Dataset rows
----------------

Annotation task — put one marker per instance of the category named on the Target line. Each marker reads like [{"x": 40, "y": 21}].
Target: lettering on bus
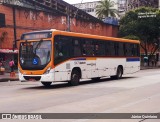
[{"x": 33, "y": 36}]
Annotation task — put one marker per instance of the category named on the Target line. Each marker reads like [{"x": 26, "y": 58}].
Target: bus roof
[
  {"x": 82, "y": 35},
  {"x": 92, "y": 36}
]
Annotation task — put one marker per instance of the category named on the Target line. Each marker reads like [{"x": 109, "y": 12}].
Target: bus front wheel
[
  {"x": 46, "y": 84},
  {"x": 75, "y": 78}
]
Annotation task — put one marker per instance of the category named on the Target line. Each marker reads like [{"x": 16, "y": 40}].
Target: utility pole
[
  {"x": 14, "y": 27},
  {"x": 68, "y": 19}
]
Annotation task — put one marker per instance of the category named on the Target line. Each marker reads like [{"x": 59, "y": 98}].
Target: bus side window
[
  {"x": 88, "y": 48},
  {"x": 76, "y": 47},
  {"x": 99, "y": 48}
]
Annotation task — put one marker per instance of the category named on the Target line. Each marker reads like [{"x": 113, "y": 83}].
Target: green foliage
[
  {"x": 3, "y": 36},
  {"x": 131, "y": 37},
  {"x": 105, "y": 9},
  {"x": 146, "y": 28}
]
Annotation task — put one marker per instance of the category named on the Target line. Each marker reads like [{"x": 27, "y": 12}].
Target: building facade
[
  {"x": 127, "y": 5},
  {"x": 90, "y": 7},
  {"x": 23, "y": 16}
]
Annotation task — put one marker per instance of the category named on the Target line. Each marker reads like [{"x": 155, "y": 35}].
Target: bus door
[
  {"x": 88, "y": 52},
  {"x": 62, "y": 52},
  {"x": 102, "y": 63}
]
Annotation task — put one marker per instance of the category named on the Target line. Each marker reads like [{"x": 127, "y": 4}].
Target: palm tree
[
  {"x": 2, "y": 37},
  {"x": 105, "y": 9}
]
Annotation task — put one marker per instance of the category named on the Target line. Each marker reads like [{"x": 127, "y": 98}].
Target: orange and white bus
[{"x": 52, "y": 55}]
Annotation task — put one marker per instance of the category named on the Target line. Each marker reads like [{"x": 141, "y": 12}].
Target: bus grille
[{"x": 37, "y": 78}]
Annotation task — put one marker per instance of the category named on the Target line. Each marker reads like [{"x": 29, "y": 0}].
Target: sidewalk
[
  {"x": 149, "y": 67},
  {"x": 6, "y": 77}
]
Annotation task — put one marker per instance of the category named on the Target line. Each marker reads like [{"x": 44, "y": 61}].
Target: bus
[{"x": 52, "y": 55}]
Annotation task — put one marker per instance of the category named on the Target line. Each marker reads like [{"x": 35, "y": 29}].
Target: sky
[{"x": 78, "y": 1}]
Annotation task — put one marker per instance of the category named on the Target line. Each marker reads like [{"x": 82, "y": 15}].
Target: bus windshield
[{"x": 35, "y": 55}]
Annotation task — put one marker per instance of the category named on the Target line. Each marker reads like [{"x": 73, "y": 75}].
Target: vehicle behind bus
[{"x": 52, "y": 55}]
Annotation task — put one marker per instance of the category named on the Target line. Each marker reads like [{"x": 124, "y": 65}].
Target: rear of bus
[{"x": 36, "y": 57}]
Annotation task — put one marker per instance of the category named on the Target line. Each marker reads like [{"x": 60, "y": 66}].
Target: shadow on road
[{"x": 66, "y": 85}]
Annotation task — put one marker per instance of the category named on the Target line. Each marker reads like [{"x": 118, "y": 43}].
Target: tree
[
  {"x": 143, "y": 23},
  {"x": 105, "y": 9},
  {"x": 2, "y": 37}
]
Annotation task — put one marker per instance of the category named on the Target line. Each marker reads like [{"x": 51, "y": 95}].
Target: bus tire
[
  {"x": 96, "y": 79},
  {"x": 46, "y": 84},
  {"x": 118, "y": 74},
  {"x": 75, "y": 78}
]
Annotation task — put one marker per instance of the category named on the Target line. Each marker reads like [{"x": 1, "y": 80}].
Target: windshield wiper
[{"x": 38, "y": 45}]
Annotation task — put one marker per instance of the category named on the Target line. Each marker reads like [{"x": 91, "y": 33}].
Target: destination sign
[{"x": 33, "y": 36}]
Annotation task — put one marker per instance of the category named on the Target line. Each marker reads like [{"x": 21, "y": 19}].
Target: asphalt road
[{"x": 134, "y": 93}]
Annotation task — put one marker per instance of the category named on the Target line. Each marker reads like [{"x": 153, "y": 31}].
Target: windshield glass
[{"x": 35, "y": 55}]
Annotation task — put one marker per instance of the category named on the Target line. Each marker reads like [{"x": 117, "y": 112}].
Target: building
[
  {"x": 23, "y": 16},
  {"x": 127, "y": 5},
  {"x": 90, "y": 7}
]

----------------

Problem –
Return all of the entries word for word, but omit the pictures.

Solved exercise –
Annotation task — put one marker per instance of the category named on the Target line. Each marker reads like [{"x": 40, "y": 21}].
Target: lettering on bus
[{"x": 33, "y": 36}]
Annotation task — put one marker per instance of the category named on the Target line. Each marker reads like [{"x": 26, "y": 58}].
Target: bus roof
[
  {"x": 82, "y": 35},
  {"x": 92, "y": 36}
]
Annotation task — put one marker per instance of the category named on the Target line. Each marker reads like [{"x": 109, "y": 12}].
Target: bus front wheel
[
  {"x": 46, "y": 84},
  {"x": 75, "y": 78}
]
Annotation task — put one marker per instance of the category named on the Target line. Each marker reads like [{"x": 16, "y": 40}].
Target: utility pole
[
  {"x": 14, "y": 27},
  {"x": 68, "y": 19}
]
Annotation task — put one marker per instance of the category named on the Target line. Each marker reads like [{"x": 59, "y": 98}].
Target: bus side window
[
  {"x": 88, "y": 48},
  {"x": 76, "y": 47},
  {"x": 99, "y": 48}
]
Annotation task — put one marker per instance of the category named on the Target line. Each marker reads like [{"x": 113, "y": 83}].
Target: green foliage
[
  {"x": 3, "y": 36},
  {"x": 131, "y": 37},
  {"x": 105, "y": 9},
  {"x": 146, "y": 28}
]
Annotation task — put one marker per instance of the category named on the Target line. Each marker reads like [{"x": 27, "y": 12}].
Target: building facade
[
  {"x": 127, "y": 5},
  {"x": 90, "y": 7},
  {"x": 23, "y": 16}
]
Annotation task — put one marker per instance of the category named on the Target line. Each marker reads like [{"x": 155, "y": 35}].
Target: bus door
[
  {"x": 88, "y": 52},
  {"x": 62, "y": 52},
  {"x": 102, "y": 63}
]
Annotation task — put one marker per instance of the category named on the Target line. Each marker reads like [{"x": 127, "y": 4}].
Target: palm tree
[
  {"x": 2, "y": 37},
  {"x": 105, "y": 9}
]
Annotation task — put one marker per instance of the category named on the Target line. Each marker reads like [{"x": 127, "y": 98}].
Target: orange and white bus
[{"x": 52, "y": 55}]
Annotation task — put one marker per instance of the category named on the Target line. Each marker reads like [{"x": 141, "y": 12}].
Target: bus grille
[{"x": 37, "y": 78}]
Annotation task — put one marker per instance of the category named on the Target line. Each marker reads like [{"x": 29, "y": 0}].
Target: sidewalk
[
  {"x": 149, "y": 67},
  {"x": 6, "y": 77}
]
Annotation task — put one marker per instance of the category named on the Target line. Each marker reads like [{"x": 44, "y": 61}].
Target: bus
[{"x": 52, "y": 55}]
Annotation task — put one marker per instance of the category named on the Target line. Each marker reads like [{"x": 35, "y": 29}].
Target: sky
[{"x": 78, "y": 1}]
Annotation task — put one marker per instance of the category named on the Target line. Each marker reads like [{"x": 82, "y": 15}].
Target: bus windshield
[{"x": 35, "y": 55}]
Annotation task — put one marker per instance of the category named on the Target line. Each marker reads like [{"x": 73, "y": 75}].
Target: vehicle behind bus
[{"x": 52, "y": 55}]
Annotation task — put one marker per instance of the category named on the Target line. Each marker reads like [{"x": 124, "y": 65}].
Target: rear of bus
[{"x": 36, "y": 57}]
Annotation task — put one marker per instance of the category named on the Target line. Each marker reads like [{"x": 60, "y": 66}].
Target: shadow on road
[{"x": 66, "y": 85}]
Annotation task — put one marker per instance of the category named on the Target line. Each marker reads like [{"x": 118, "y": 43}].
Target: tree
[
  {"x": 143, "y": 23},
  {"x": 105, "y": 9},
  {"x": 2, "y": 37}
]
Annotation task — put one marker per instance of the category named on the Target line. Each marker reads like [{"x": 51, "y": 95}].
Target: bus tire
[
  {"x": 96, "y": 79},
  {"x": 46, "y": 84},
  {"x": 118, "y": 74},
  {"x": 75, "y": 78}
]
Annotation task — put one marker per instance of the category named on the Target line. Each marker reads like [{"x": 1, "y": 80}].
Target: windshield wiper
[{"x": 38, "y": 45}]
Annotation task — put one marker per instance of the category named on the Target line. Each marker reads like [{"x": 91, "y": 33}].
Target: destination sign
[{"x": 33, "y": 36}]
Annotation task — put one marker per instance of the category named on the Target line. Each marker reads like [{"x": 21, "y": 19}].
Target: asphalt road
[{"x": 134, "y": 93}]
Annotation task — put one marker per instance of the category named on the Target line. Each marker reads like [{"x": 153, "y": 31}].
Target: windshield glass
[{"x": 35, "y": 55}]
Annotation task — put one marker per instance of the category named on the Target line. Each marker reads like [{"x": 117, "y": 112}].
Target: building
[
  {"x": 23, "y": 16},
  {"x": 127, "y": 5},
  {"x": 90, "y": 7}
]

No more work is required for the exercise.